SELECTED PASSAGE:
________________

E. 750: Contemporary Drama (75050)
M. 4:40-6:40 p.m.
Dr. Angela Belli
This course examines the ways in which the theater of our time
reflects changing cultural attitudes vis-à-vis the human condition
as reflected in selected plays. Social and philosophical
issues maintain a central focus in our analysis of the creations
for the contemporary stage. Theater in the post-modern era
will be explored taking into account a global perspective. We will
examine the intersection of art and the sciences in providing a new
dimension to the theatrical vision, taking into account advances in
new disciplines that yield varied perspectives in viewing the human
condition. Both the substance and the style of the
contemporary plays selected for study will be analyzed.
E. 755: Topics in Twentieth-Century African American
Literature (74885)
Jazz Writing
W. 4:40-6:40 p.m.

________________

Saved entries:
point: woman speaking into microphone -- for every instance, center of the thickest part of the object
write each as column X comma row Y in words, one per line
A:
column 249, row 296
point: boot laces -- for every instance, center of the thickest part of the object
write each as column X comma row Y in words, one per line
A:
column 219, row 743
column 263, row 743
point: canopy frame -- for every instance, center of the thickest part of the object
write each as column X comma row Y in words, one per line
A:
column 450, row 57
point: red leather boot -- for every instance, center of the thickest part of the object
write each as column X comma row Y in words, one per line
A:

________________

WHAT YOU NEED TO DO:
1. Answer these questions from the course listing:
(a) Who teaches E. 750?
(b) When does E. 755 meet?
(c) What topic is listed under E. 755?
2. Does each statement agree with the course listing? Answer yes or no, and quote the words that decide it.
(a) E. 750 meets from 4:40 to 6:40 p.m.
(b) The contemporary drama course looks at theater from only one country's point of view.
(c) Only the style of the plays will be analyzed.
3. Copy word for word the part of the course listing that opens with the words containing "Dr. Angela Belli" and closes with "Literature (74885)".
These saved entries come from a different source than the course listing.

SOLVED PROBLEMS:
1.
(a) Dr. Angela Belli
(b) W. 4:40-6:40 p.m.
(c) Jazz Writing

2.
(a) Yes: "M. 4:40-6:40 p.m."
(b) No: "Theater in the post-modern era will be explored taking into account a global perspective."
(c) No: "Both the substance and the style of the contemporary plays selected for study will be analyzed."

3.
Dr. Angela Belli
This course examines the ways in which the theater of our time
reflects changing cultural attitudes vis-à-vis the human condition
as reflected in selected plays. Social and philosophical
issues maintain a central focus in our analysis of the creations
for the contemporary stage. Theater in the post-modern era
will be explored taking into account a global perspective. We will
examine the intersection of art and the sciences in providing a new
dimension to the theatrical vision, taking into account advances in
new disciplines that yield varied perspectives in viewing the human
condition. Both the substance and the style of the
contemporary plays selected for study will be analyzed.
E. 755: Topics in Twentieth-Century African American
Literature (74885)